Exercise task
Below are records to transcribe exactly, without their pictures.

>> START Stored rows

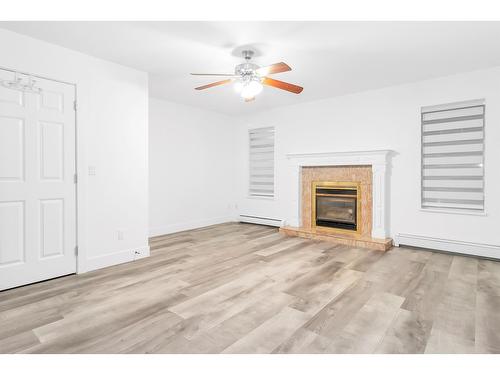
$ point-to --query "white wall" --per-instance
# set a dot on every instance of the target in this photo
(112, 131)
(384, 119)
(191, 167)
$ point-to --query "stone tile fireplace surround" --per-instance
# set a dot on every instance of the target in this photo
(369, 169)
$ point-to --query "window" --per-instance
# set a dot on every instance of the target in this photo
(452, 156)
(261, 165)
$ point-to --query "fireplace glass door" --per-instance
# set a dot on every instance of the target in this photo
(336, 208)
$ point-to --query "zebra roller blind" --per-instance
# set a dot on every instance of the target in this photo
(453, 156)
(261, 162)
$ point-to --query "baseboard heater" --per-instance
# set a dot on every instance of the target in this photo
(261, 220)
(452, 246)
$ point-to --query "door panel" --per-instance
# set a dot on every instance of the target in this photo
(37, 189)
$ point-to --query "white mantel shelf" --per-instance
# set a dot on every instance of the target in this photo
(379, 160)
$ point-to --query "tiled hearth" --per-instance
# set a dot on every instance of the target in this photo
(367, 170)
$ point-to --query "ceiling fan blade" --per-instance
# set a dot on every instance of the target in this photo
(218, 83)
(282, 85)
(213, 74)
(273, 69)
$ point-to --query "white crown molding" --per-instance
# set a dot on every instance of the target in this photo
(377, 159)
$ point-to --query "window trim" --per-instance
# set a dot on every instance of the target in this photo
(450, 107)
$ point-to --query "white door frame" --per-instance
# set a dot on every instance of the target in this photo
(79, 263)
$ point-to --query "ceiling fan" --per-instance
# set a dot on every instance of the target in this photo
(249, 78)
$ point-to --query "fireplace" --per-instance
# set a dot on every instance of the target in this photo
(336, 205)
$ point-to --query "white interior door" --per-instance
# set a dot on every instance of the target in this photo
(37, 187)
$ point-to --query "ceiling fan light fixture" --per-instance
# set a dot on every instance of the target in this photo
(251, 89)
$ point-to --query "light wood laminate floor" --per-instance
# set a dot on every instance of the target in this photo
(241, 288)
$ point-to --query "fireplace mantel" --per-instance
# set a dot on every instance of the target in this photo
(379, 160)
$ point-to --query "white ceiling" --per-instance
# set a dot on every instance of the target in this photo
(327, 58)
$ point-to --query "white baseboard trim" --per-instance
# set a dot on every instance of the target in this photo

>> END Stored rows

The answer
$ point-to --query "white wall" --per-instance
# set a dot on every instance of the target in this photo
(112, 131)
(384, 119)
(191, 167)
$ point-to --query "stone tile fireplace surround" --per-instance
# set a dot on every instance of the target in this photo
(369, 169)
$ point-to --query "window" --per-instance
# set a dot on every instance of the target in this photo
(452, 156)
(261, 165)
$ point-to --query "fireplace glass door" --per-instance
# set a dot on every instance of the target in this photo
(336, 208)
$ point-to --query "zebra roller blind" --per-instance
# set a dot on every instance of the target in this photo
(453, 156)
(261, 162)
$ point-to --query "baseboard heater" --per-instance
# set a dot on every instance of the target in this photo
(261, 220)
(452, 246)
$ point-to --query "door panel" --per-instance
# set a dot on every instance of the target in this photo
(37, 189)
$ point-to --query "white mantel shelf" --per-instance
# set a dot on every instance of the target in this photo
(379, 160)
$ point-to --query "tiled hearth" --per-instance
# set a dot on every instance of the target in this photo
(367, 170)
$ point-to --query "ceiling fan blade" --per-instance
# set a dot on every instance of the target in this photo
(218, 83)
(282, 85)
(213, 74)
(273, 69)
$ point-to --query "white crown molding" --per-instance
# set a dot on every instance of the target in this photo
(377, 159)
$ point-to --query "window trim" --per-instance
# set a dot on every instance of the target in this photo
(450, 107)
$ point-to --query "white door frame" --per-instance
# set a dot on every instance of the target in this photo
(79, 263)
$ point-to --query "ceiling fan" --per-instance
# set a dot on every instance of the target in this photo
(249, 78)
$ point-to --query "fireplace" --per-instance
# set a dot on every instance of the target in this photo
(336, 205)
$ point-to --query "white interior door" --per-instance
# set a dot on every instance of the target in this photo
(37, 187)
$ point-to --query "ceiling fan light fixture" --per-instance
# set a dot on every instance of the target in this photo
(251, 89)
$ point-to --query "light wood laminate floor" --per-instance
# set a dot on every instance of the target in this photo
(241, 288)
$ point-to --query "fireplace mantel" --per-instance
# set a dot on every instance of the target in this photo
(379, 160)
$ point-to --query "white ceiling" --per-instance
# set a dot on every instance of the target in this photo
(327, 58)
$ point-to --query "white baseboard trim" --per-instance
# set a dot on every instance of the target in this photo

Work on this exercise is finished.